§ What you need to do
(1) Translate this sentence from the passage on metaldehyde poisoning into Spanish: "Instead metaldehyde itself may be the actual toxicant that acts on the γ-aminobutyric acid (GABA)-ergic system."
(2) Using the passage on metaldehyde poisoning, explain in one to three sentences why acetaldehyde is considered unlikely to be the toxicant.
(3) According to the passage on metaldehyde poisoning, in which organs of poisoned mice did studies fail to detect acetaldehyde?

§ Excerpt to read

++++++++++++++++++++

Recent studies have suggested that acetaldehyde is unlikely to be the toxicant in metaldehyde poisoning since acetaldehyde is extremely unstable and is rapidly oxidized to carbon dioxide.13 This finding is supported by several studies in which acetaldehyde was not detected in the plasma or urine of metaldehyde-treated dogs6 or in the brains of mice poisoned with metaldehyde.10 Thus the toxicity of metaldehyde is not mediated by or perhaps is only partly mediated by the degradation product acetaldehyde. Instead metaldehyde itself may be the actual toxicant that acts on the γ-aminobutyric acid (GABA)-ergic system.

++++++++++++++++++++

§ Data extract
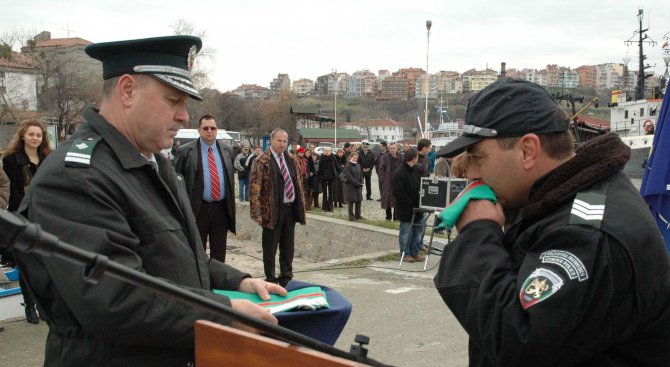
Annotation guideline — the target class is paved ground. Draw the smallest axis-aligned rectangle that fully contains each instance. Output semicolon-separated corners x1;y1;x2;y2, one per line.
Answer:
0;174;467;367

++++++++++++++++++++

§ Numbered answers
(1) En cambio, el propio metaldehído podría ser el verdadero tóxico que actúa sobre el sistema GABAérgico (del ácido γ-aminobutírico, GABA).

(2) Acetaldehyde is extremely unstable and is rapidly oxidized to carbon dioxide. Several studies support this: acetaldehyde was not detected in the plasma or urine of dogs treated with metaldehyde or in the brains of mice poisoned with it.

(3) Their brains.